• SUPPLIED INFORMATION:
○ ○ ○ ○ ○ ○ ○

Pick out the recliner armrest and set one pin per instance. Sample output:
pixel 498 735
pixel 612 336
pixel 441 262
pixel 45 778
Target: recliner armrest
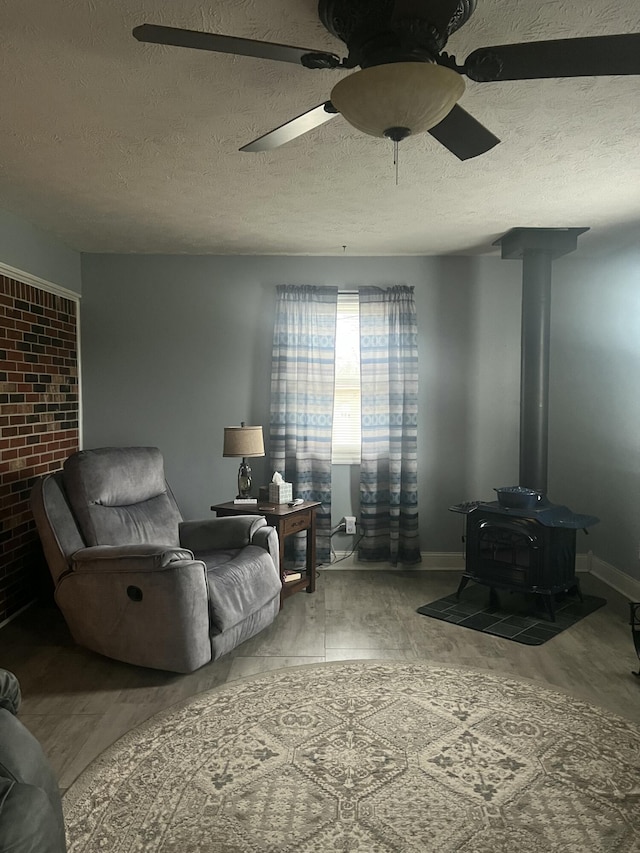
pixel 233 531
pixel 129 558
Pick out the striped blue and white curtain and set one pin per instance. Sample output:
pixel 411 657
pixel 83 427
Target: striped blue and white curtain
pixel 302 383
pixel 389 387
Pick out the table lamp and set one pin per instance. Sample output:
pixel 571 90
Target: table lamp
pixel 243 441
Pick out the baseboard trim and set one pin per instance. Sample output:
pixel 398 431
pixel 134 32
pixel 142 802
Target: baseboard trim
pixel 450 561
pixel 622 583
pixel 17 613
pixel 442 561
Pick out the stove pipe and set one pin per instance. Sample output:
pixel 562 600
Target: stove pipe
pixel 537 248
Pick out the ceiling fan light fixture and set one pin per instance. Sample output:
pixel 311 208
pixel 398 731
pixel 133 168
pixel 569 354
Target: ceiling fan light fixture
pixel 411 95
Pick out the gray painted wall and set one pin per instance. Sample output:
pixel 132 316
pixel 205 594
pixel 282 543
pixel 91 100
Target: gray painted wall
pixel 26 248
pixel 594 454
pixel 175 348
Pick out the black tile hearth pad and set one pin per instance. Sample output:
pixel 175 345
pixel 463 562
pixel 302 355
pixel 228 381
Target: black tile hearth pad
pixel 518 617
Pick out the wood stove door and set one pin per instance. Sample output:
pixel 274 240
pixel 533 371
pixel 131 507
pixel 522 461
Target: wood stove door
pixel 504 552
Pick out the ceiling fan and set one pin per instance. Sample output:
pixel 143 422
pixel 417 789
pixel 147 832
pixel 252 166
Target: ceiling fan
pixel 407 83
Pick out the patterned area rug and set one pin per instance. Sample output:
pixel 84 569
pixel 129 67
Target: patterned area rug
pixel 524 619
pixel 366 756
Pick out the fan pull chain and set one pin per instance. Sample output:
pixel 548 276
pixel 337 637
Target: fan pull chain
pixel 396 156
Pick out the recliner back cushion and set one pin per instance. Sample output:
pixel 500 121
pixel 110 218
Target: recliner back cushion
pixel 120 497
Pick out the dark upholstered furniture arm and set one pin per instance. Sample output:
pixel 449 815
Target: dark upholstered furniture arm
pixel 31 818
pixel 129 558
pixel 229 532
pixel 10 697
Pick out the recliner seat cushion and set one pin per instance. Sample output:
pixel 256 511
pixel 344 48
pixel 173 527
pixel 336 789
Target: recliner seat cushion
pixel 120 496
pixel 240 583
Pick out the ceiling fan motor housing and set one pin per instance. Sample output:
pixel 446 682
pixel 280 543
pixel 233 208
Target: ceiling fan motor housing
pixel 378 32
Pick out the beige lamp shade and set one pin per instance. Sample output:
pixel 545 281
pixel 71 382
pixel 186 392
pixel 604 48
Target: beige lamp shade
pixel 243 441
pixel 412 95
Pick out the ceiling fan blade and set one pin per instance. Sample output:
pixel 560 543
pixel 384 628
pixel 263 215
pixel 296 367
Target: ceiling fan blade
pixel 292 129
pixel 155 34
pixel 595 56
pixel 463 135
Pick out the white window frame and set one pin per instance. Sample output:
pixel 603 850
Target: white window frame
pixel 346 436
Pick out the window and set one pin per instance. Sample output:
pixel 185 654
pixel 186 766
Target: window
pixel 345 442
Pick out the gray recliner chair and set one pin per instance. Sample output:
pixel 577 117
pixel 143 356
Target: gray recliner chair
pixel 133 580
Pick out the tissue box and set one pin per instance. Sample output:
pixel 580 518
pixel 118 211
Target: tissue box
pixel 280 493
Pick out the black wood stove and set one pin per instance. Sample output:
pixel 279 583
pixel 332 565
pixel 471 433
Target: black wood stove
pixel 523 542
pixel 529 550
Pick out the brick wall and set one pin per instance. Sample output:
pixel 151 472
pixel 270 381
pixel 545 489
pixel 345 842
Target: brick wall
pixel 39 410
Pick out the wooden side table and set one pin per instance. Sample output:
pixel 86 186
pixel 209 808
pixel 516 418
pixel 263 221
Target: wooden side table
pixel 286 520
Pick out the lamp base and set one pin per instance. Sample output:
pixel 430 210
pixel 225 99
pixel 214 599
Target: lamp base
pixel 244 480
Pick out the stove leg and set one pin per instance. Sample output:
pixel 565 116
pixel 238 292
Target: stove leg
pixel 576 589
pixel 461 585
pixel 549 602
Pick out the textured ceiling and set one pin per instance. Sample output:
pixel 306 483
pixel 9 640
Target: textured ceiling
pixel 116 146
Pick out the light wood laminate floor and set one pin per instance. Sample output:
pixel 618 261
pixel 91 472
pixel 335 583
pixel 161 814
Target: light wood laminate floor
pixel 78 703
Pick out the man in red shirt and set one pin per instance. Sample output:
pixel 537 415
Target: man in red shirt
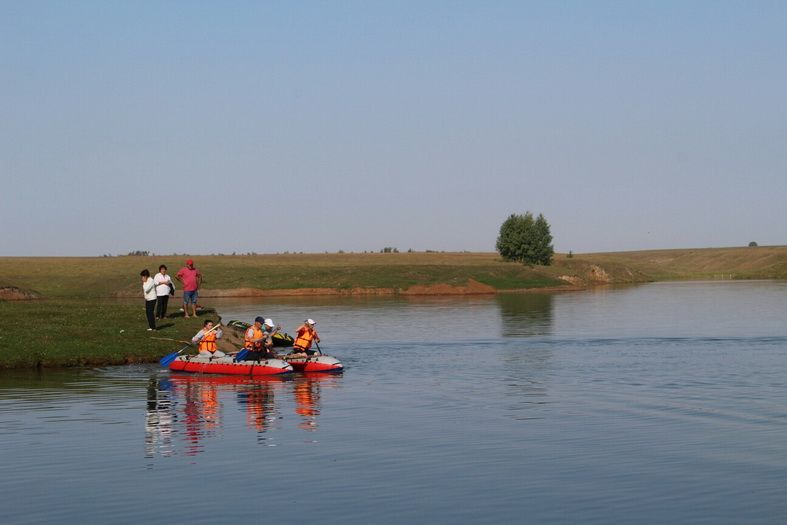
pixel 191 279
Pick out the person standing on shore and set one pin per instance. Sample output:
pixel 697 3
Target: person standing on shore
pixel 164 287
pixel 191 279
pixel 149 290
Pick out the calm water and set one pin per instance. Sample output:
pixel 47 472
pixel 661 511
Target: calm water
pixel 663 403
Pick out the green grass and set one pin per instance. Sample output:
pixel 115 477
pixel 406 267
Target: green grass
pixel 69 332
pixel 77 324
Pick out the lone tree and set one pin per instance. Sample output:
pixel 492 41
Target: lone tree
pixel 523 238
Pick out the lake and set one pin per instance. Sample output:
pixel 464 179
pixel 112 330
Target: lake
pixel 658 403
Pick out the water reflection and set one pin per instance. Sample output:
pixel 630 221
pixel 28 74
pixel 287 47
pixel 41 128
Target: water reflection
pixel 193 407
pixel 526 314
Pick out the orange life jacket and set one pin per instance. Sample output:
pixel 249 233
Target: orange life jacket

○ ○ ○ ○ ○ ○ ○

• DIRECTIONS FOR THIS TASK:
State how many lines in the listing above contain "jacket". Offer nothing besides that number.

• EXERCISE ANSWER:
2